Question

You are standing on a sheet of ice that covers the football stadium parking lot in Buffalo; there is negligible friction between your feet and the ice. A friend throws you a 0.370kg ball that is traveling horizontally at 9.00m/s . Your mass is 67.5kg .

Part A:If you catch the ball, with what speed do you and the ball move afterwards?

Part B:If the ball hits you and bounces off your chest, so that afterwards it is moving horizontally at 8.25

m/s in the opposite direction, what is your speed after the collision?

**Data supplied**
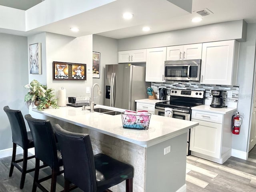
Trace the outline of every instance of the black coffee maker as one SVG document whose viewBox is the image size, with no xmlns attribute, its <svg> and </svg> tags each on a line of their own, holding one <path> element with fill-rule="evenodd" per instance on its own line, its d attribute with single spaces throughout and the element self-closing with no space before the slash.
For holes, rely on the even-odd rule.
<svg viewBox="0 0 256 192">
<path fill-rule="evenodd" d="M 166 100 L 167 90 L 165 88 L 159 88 L 159 100 Z"/>
<path fill-rule="evenodd" d="M 212 90 L 212 103 L 210 105 L 211 107 L 214 108 L 222 108 L 225 106 L 225 103 L 223 102 L 222 94 L 223 91 L 222 90 Z"/>
</svg>

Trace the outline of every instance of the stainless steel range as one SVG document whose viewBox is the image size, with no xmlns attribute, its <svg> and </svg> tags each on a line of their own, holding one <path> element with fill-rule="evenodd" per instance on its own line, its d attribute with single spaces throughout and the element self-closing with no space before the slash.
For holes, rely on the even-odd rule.
<svg viewBox="0 0 256 192">
<path fill-rule="evenodd" d="M 164 116 L 165 108 L 172 109 L 171 117 L 190 121 L 191 108 L 204 104 L 205 91 L 172 89 L 169 101 L 156 103 L 155 114 Z M 189 150 L 190 129 L 188 133 L 187 155 L 190 154 Z"/>
</svg>

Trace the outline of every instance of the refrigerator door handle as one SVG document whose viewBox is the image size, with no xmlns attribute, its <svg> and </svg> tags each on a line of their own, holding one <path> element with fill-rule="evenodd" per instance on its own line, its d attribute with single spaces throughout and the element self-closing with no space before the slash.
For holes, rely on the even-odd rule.
<svg viewBox="0 0 256 192">
<path fill-rule="evenodd" d="M 113 86 L 112 84 L 113 84 L 113 75 L 114 75 L 114 73 L 112 73 L 112 75 L 111 75 L 111 80 L 110 80 L 110 107 L 112 106 L 112 93 L 113 92 Z"/>
<path fill-rule="evenodd" d="M 112 82 L 112 107 L 114 107 L 114 104 L 115 103 L 115 94 L 114 93 L 114 90 L 115 89 L 115 81 L 116 80 L 116 73 L 114 73 L 113 75 L 113 82 Z"/>
</svg>

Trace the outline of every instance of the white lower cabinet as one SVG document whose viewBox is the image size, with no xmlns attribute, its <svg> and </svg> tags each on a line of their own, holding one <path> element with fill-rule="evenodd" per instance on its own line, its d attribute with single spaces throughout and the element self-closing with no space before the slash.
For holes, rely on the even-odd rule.
<svg viewBox="0 0 256 192">
<path fill-rule="evenodd" d="M 192 155 L 223 164 L 231 156 L 231 117 L 226 114 L 192 110 L 190 149 Z"/>
</svg>

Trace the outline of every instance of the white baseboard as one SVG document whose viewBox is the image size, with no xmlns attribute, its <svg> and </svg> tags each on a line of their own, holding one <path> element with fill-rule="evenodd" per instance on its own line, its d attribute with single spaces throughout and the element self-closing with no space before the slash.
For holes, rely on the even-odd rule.
<svg viewBox="0 0 256 192">
<path fill-rule="evenodd" d="M 248 158 L 248 152 L 232 149 L 231 150 L 231 156 L 246 160 Z"/>
<path fill-rule="evenodd" d="M 176 191 L 176 192 L 186 192 L 186 191 L 187 191 L 187 185 L 185 184 Z"/>
<path fill-rule="evenodd" d="M 28 149 L 28 152 L 35 154 L 34 148 Z M 23 153 L 23 149 L 20 146 L 17 146 L 16 148 L 16 154 L 20 154 Z M 9 157 L 12 155 L 12 148 L 0 150 L 0 158 Z"/>
</svg>

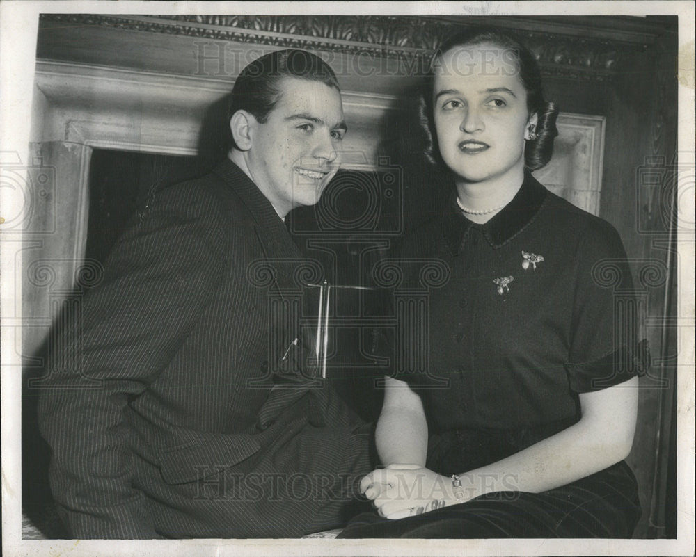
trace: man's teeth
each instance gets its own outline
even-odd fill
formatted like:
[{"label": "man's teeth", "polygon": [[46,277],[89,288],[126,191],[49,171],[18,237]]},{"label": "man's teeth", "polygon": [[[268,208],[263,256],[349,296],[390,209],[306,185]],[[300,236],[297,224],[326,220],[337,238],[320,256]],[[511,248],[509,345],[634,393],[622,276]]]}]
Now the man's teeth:
[{"label": "man's teeth", "polygon": [[308,176],[310,178],[315,178],[315,179],[319,179],[320,178],[324,177],[323,172],[315,172],[314,170],[308,170],[305,168],[296,168],[295,170],[297,172],[298,174],[300,174],[302,176]]}]

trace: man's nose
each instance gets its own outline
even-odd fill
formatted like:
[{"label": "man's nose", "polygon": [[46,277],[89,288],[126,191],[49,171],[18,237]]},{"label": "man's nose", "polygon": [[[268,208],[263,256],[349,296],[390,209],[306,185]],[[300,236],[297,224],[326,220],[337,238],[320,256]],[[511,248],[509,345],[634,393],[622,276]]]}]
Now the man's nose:
[{"label": "man's nose", "polygon": [[329,163],[334,162],[338,158],[338,151],[336,149],[335,141],[331,137],[331,132],[327,131],[317,135],[317,143],[314,146],[312,154],[317,159],[326,159]]},{"label": "man's nose", "polygon": [[459,129],[467,134],[473,134],[475,131],[480,131],[484,127],[481,113],[476,108],[467,108],[461,123],[459,124]]}]

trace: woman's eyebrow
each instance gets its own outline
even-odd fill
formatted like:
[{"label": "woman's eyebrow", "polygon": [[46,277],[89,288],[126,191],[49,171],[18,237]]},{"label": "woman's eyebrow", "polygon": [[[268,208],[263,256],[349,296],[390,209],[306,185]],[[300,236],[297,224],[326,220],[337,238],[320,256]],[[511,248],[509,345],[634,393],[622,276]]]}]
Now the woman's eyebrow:
[{"label": "woman's eyebrow", "polygon": [[479,91],[480,93],[492,93],[492,92],[506,92],[512,95],[516,99],[517,95],[514,94],[512,89],[508,89],[507,87],[493,87],[489,89],[484,89],[482,91]]}]

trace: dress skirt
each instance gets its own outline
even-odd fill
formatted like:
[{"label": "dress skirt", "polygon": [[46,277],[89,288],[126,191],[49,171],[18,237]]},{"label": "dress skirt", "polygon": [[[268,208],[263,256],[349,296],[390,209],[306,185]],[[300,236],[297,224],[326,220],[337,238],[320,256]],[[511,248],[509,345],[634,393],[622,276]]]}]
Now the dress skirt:
[{"label": "dress skirt", "polygon": [[[473,469],[521,450],[517,443],[525,435],[519,430],[484,435],[457,431],[436,436],[429,444],[427,466],[445,475]],[[538,440],[527,437],[528,442]],[[465,454],[477,457],[472,460]],[[462,462],[467,460],[470,462]],[[491,492],[399,520],[363,512],[351,520],[338,537],[629,538],[640,515],[635,478],[622,461],[542,493]]]}]

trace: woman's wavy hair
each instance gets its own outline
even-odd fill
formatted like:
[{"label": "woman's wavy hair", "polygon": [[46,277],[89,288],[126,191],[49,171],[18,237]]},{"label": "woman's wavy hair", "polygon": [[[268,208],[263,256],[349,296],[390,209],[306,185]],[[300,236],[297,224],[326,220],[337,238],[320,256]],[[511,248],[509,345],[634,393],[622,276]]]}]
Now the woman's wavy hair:
[{"label": "woman's wavy hair", "polygon": [[433,87],[436,63],[449,50],[457,47],[492,43],[512,53],[517,63],[520,81],[527,91],[527,109],[537,113],[537,138],[528,140],[525,145],[525,168],[536,170],[544,166],[553,153],[553,138],[558,135],[556,117],[558,109],[553,102],[547,102],[541,89],[541,74],[534,55],[519,41],[495,27],[475,27],[460,31],[446,39],[433,56],[430,70],[423,81],[418,103],[419,120],[425,134],[425,154],[432,164],[444,166],[440,156],[433,122]]}]

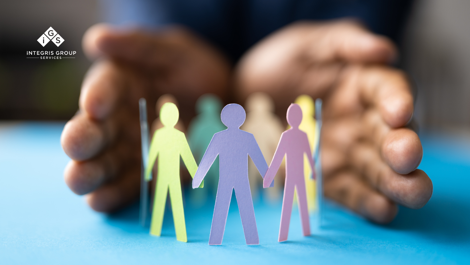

**What you will do**
In the physics problem about catching a ball on ice, why is the ball moving in the opposite direction afterwards in Part B? Answer in one to three sentences.

**Response to this task**
In Part B, the ball hits you and bounces off your chest. As a result, it moves horizontally at 8.25 m/s in the opposite direction.